_Information supplied_
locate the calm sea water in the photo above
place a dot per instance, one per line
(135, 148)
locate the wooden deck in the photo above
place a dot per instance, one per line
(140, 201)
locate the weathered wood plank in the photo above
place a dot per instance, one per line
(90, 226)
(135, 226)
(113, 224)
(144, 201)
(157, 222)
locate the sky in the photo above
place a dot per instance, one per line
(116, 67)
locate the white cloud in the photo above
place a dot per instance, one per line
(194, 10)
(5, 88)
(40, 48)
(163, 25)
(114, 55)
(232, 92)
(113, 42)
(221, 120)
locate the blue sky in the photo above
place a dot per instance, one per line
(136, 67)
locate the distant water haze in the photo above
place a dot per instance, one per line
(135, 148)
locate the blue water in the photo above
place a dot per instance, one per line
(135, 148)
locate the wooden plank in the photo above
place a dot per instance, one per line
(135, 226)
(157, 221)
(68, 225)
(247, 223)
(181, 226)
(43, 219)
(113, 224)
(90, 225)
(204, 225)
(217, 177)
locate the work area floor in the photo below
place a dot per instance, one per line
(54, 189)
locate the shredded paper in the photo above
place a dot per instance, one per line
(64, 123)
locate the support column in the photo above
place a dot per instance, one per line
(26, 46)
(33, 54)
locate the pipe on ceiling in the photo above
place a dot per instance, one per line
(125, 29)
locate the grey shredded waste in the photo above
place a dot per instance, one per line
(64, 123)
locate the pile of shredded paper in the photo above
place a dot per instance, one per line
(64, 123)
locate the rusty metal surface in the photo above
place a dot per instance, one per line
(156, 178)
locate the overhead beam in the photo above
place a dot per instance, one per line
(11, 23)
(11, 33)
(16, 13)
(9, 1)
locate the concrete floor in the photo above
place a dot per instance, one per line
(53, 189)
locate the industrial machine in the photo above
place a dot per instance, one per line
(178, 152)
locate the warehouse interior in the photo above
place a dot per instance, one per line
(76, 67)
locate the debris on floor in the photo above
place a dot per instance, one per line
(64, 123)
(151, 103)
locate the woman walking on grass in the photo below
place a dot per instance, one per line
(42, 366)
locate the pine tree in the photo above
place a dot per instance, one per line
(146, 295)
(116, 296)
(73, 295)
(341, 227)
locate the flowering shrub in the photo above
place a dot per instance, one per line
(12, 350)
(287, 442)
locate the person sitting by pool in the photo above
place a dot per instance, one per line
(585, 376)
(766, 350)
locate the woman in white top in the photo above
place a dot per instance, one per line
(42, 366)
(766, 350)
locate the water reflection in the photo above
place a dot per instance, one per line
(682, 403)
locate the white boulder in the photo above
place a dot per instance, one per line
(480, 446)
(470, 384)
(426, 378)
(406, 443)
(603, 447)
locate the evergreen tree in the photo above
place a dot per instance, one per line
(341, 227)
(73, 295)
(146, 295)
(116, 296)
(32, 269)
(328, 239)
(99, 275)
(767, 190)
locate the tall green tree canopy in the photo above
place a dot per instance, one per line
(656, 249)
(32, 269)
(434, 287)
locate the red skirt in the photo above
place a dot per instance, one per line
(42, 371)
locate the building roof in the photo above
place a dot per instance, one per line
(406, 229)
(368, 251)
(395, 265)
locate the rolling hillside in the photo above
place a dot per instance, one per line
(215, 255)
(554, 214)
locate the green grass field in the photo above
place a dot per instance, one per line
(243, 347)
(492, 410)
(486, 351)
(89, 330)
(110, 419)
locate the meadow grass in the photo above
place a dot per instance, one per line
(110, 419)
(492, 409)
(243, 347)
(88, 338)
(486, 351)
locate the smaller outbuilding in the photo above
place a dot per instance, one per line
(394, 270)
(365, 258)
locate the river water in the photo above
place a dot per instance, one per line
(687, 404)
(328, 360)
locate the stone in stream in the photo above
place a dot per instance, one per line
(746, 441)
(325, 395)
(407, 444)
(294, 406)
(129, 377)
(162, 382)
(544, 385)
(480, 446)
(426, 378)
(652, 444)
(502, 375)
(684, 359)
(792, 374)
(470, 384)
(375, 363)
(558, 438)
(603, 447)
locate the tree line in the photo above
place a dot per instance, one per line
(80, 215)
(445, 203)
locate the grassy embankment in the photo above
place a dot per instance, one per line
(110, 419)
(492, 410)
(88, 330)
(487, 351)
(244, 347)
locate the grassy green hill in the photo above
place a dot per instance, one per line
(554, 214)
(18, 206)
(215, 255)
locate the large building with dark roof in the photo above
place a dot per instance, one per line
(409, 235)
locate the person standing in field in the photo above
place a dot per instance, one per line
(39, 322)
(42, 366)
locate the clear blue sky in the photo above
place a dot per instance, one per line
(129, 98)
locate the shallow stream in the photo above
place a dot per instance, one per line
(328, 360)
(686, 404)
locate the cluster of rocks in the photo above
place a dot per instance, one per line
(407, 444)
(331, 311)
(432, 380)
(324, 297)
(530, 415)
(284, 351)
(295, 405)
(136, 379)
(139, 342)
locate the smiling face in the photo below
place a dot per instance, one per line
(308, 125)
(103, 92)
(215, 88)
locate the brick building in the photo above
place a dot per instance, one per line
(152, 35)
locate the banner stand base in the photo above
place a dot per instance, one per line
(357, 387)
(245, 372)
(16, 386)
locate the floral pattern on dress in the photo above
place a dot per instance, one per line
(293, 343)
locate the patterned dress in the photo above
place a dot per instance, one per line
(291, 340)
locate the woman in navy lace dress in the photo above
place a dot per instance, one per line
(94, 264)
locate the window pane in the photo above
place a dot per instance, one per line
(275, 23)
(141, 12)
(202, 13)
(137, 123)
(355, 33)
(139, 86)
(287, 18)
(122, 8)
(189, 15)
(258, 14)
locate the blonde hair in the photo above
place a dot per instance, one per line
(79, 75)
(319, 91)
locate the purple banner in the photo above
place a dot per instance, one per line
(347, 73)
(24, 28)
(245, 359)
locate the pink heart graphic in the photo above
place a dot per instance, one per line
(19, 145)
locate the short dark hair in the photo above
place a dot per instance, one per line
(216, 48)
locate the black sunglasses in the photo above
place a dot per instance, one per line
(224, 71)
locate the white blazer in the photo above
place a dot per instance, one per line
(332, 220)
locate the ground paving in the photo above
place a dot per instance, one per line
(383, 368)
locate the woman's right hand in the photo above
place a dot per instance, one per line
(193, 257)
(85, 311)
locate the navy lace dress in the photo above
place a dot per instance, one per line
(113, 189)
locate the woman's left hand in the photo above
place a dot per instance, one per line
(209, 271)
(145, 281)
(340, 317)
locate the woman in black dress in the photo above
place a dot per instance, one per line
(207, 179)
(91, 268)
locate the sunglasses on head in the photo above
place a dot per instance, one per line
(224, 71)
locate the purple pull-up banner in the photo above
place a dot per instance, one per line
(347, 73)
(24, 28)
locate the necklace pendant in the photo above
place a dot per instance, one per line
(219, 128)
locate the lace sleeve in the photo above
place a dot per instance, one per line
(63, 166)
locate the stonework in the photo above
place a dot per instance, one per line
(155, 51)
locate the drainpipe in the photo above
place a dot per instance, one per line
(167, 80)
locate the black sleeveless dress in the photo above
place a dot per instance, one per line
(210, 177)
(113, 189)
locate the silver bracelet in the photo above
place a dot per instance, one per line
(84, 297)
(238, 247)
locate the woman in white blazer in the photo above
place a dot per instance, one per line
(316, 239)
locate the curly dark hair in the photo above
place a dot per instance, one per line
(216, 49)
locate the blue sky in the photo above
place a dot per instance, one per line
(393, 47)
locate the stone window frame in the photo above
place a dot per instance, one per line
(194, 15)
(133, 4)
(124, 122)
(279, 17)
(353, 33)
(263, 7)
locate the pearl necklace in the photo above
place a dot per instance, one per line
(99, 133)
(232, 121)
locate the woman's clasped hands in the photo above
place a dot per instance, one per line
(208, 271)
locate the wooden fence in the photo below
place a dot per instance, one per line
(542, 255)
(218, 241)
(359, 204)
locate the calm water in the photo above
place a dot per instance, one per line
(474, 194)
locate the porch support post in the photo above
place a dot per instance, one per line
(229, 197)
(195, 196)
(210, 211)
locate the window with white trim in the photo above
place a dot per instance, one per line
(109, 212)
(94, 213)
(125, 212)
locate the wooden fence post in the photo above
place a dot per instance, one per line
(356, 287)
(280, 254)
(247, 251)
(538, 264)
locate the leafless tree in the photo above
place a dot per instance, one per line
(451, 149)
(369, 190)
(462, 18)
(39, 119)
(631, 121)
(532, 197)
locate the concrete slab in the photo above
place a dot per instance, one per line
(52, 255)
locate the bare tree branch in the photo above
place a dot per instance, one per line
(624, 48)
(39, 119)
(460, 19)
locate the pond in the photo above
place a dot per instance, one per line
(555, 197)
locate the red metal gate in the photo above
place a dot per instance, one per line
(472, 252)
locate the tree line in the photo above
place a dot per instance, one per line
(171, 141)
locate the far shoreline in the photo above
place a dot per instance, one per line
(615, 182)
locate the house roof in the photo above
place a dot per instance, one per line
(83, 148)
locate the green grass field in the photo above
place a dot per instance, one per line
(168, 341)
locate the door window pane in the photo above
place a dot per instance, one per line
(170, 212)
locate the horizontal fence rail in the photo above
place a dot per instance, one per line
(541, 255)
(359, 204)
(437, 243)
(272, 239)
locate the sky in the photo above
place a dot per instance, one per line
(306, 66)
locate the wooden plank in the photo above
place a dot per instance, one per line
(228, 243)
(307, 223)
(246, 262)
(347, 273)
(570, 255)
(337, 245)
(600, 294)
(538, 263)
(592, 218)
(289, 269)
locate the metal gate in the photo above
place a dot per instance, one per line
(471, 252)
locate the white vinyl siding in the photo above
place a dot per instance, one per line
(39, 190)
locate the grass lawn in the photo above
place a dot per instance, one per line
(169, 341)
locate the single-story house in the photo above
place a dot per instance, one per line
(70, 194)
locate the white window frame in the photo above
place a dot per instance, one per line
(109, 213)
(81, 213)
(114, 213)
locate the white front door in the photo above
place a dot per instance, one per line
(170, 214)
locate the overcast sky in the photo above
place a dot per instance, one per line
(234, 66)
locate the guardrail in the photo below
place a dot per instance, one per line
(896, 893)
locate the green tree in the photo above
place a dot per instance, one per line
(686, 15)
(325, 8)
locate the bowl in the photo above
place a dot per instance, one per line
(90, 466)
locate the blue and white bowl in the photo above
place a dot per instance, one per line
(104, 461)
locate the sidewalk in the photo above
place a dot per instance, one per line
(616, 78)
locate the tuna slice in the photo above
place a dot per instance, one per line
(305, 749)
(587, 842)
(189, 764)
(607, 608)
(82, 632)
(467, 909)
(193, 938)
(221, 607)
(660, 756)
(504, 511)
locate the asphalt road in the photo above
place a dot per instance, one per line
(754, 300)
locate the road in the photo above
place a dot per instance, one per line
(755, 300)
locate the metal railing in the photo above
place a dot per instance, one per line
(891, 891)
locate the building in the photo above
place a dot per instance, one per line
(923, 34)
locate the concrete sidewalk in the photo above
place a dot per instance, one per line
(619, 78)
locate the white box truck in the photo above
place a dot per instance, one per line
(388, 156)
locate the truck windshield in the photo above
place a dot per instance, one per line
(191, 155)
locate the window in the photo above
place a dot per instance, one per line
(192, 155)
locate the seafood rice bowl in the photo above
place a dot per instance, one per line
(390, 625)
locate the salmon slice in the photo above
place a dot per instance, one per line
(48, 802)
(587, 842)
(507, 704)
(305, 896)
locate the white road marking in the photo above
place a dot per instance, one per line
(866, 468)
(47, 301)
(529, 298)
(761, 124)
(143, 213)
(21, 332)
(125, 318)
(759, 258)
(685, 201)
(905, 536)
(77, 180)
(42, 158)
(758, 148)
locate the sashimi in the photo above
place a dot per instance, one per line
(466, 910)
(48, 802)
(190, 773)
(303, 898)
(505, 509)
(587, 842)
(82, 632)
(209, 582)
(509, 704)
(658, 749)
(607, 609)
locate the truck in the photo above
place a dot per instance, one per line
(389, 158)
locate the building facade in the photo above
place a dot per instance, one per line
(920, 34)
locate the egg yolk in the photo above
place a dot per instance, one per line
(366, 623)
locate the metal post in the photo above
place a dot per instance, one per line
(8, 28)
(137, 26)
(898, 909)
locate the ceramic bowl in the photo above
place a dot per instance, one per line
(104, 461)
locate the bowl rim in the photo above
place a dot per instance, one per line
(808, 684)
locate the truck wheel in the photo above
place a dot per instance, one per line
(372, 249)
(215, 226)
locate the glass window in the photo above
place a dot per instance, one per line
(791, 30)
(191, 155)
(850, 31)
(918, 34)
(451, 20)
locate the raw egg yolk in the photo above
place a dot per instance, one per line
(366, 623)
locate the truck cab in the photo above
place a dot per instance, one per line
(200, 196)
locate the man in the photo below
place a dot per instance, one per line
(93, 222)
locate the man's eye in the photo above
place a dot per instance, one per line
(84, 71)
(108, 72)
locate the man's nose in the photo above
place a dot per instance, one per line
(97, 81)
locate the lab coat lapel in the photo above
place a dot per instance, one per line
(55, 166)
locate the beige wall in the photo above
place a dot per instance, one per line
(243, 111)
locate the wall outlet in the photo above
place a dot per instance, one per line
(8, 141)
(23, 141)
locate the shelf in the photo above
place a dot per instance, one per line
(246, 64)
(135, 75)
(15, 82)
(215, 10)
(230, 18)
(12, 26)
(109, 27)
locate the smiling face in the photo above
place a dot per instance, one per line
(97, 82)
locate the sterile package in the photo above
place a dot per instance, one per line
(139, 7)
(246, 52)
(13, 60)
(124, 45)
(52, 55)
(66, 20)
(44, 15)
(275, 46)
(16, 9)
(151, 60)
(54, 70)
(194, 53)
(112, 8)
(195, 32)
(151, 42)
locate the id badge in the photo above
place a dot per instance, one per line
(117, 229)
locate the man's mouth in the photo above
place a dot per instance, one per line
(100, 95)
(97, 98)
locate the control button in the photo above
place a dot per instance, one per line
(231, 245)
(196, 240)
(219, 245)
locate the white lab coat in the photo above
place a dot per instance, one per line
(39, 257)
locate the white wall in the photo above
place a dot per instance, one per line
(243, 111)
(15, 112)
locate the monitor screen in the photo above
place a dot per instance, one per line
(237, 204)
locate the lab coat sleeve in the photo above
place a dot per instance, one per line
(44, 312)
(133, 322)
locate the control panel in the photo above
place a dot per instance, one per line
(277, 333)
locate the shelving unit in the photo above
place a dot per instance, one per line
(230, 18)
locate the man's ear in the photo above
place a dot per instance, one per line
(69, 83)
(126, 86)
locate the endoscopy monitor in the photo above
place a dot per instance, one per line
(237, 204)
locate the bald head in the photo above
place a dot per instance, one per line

_Assignment_
Reproduce every line above containing "banner".

_Reply_
locate the banner stand base in the photo above
locate the purple banner in the photo above
locate the purple pull-up banner in the photo above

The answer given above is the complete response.